> Exercise directions: List each person named in the excerpt below about Balko's errors.

How did Balko respond? By now you should be able to guess. I’ll discuss the two material errors Balko made here (using the terms “drug overdose” and “heart attack”) one at a time. I’ll start with the latter error of Balko’s, because Balko’s reaction there is the more amusing of the two—as Balko engaged in a wild spate of stealth editing to cover up his mistake.

Balko’s Error in Claiming Coleman Said George Floyd Died of a “Heart Attack”

As with Part 1, we have to revert to the original version of Balko’s Part 2, available via the Wayback Machine. In it, he says:

Hughes argues that there is ample evidence suggesting Floyd died of either a drug overdose or heart attack. This, too, is based on a misunderstanding of opioid addiction and overdose.

> Data extracts:
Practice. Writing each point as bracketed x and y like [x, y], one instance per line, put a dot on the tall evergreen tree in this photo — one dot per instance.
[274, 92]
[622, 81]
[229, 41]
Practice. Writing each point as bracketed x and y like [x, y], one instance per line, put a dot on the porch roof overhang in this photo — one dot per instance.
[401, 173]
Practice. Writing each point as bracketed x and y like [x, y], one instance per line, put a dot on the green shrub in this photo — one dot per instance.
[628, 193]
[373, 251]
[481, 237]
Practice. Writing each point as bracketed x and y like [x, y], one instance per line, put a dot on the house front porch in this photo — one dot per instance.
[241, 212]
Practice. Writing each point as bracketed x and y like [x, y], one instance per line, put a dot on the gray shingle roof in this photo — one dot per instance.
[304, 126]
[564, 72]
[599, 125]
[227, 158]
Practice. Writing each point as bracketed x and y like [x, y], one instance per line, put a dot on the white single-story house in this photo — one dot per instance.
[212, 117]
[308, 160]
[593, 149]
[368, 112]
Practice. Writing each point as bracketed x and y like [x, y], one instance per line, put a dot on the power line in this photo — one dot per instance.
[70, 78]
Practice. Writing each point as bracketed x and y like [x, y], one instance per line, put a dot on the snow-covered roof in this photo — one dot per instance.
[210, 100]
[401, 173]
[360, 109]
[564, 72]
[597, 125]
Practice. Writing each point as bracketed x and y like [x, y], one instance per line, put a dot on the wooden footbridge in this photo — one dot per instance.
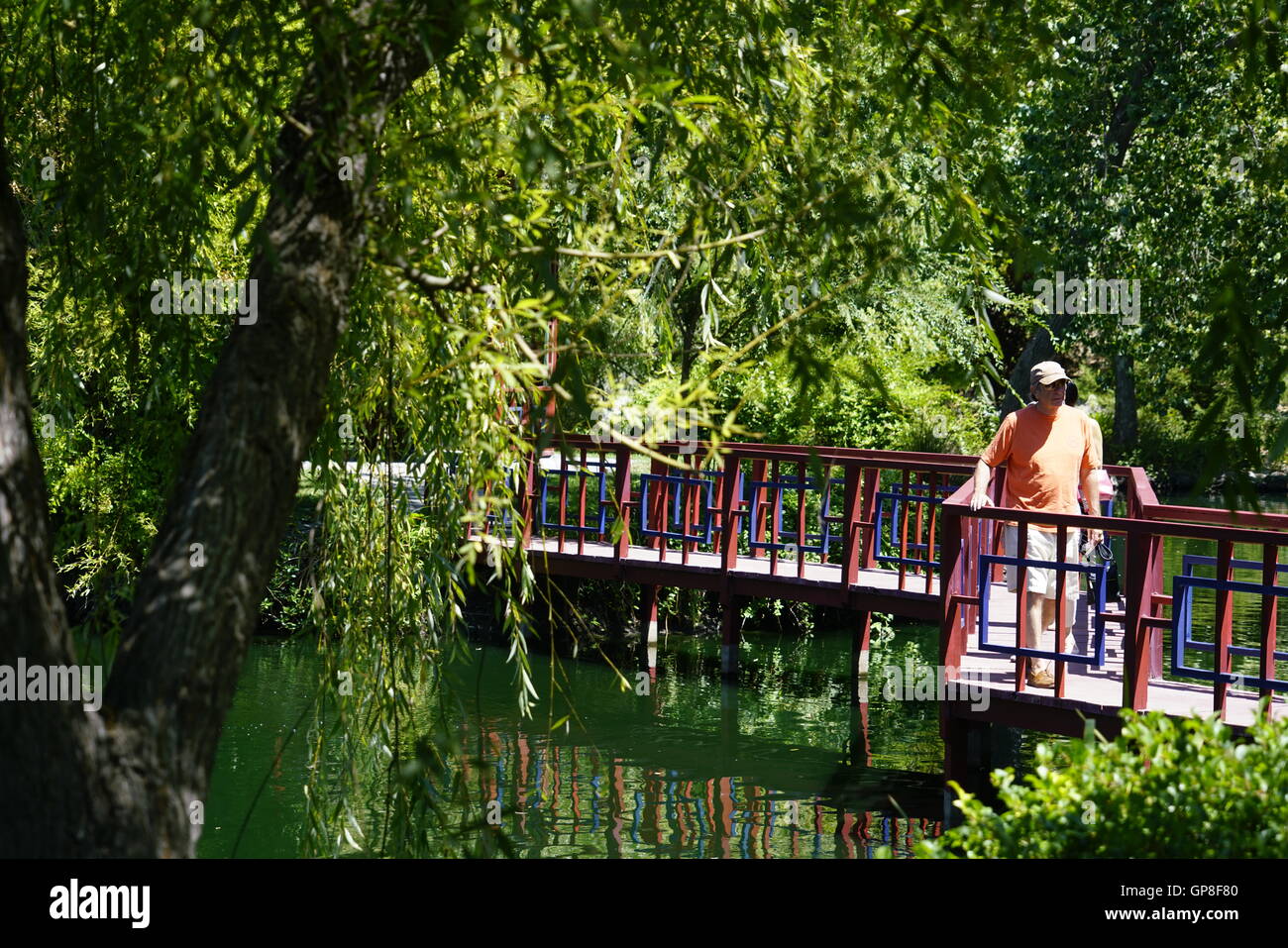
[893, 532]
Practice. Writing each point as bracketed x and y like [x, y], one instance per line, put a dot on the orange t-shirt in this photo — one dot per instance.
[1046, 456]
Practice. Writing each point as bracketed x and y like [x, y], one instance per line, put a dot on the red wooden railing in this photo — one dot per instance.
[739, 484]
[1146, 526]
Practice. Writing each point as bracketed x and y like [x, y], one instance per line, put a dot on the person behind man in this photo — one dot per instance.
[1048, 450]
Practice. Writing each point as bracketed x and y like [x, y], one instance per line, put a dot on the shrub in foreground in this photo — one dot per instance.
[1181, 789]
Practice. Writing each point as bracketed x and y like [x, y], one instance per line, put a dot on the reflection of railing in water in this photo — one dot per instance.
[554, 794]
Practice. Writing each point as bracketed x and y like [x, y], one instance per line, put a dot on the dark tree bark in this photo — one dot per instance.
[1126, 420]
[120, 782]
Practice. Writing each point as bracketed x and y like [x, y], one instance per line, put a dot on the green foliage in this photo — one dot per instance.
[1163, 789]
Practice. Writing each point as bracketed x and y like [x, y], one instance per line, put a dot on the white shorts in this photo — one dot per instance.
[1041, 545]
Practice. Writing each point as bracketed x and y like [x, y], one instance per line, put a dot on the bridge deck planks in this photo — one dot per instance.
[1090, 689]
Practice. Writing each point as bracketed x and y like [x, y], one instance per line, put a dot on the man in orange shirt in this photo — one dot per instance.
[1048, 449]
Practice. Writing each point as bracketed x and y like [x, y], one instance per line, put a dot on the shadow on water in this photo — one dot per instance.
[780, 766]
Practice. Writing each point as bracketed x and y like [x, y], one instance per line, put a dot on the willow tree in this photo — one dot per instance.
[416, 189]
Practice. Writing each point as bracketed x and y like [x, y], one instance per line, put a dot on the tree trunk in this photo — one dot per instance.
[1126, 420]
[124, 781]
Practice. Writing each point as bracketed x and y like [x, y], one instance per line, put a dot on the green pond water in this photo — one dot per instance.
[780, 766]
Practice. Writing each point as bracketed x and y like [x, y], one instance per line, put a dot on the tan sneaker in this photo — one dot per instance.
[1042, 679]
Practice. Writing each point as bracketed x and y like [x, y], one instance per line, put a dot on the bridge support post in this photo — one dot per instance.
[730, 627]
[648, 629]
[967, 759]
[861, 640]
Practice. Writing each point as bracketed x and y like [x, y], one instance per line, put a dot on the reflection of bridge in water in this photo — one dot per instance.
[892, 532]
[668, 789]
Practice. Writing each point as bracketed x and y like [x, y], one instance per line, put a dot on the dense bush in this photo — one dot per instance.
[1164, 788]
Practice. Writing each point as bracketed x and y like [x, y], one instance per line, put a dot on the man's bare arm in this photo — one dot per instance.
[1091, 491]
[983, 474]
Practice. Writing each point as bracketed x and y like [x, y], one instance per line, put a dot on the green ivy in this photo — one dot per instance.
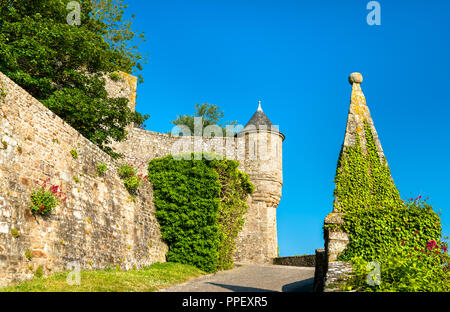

> Reply to the task: Balko, Coleman, George Floyd, Hughes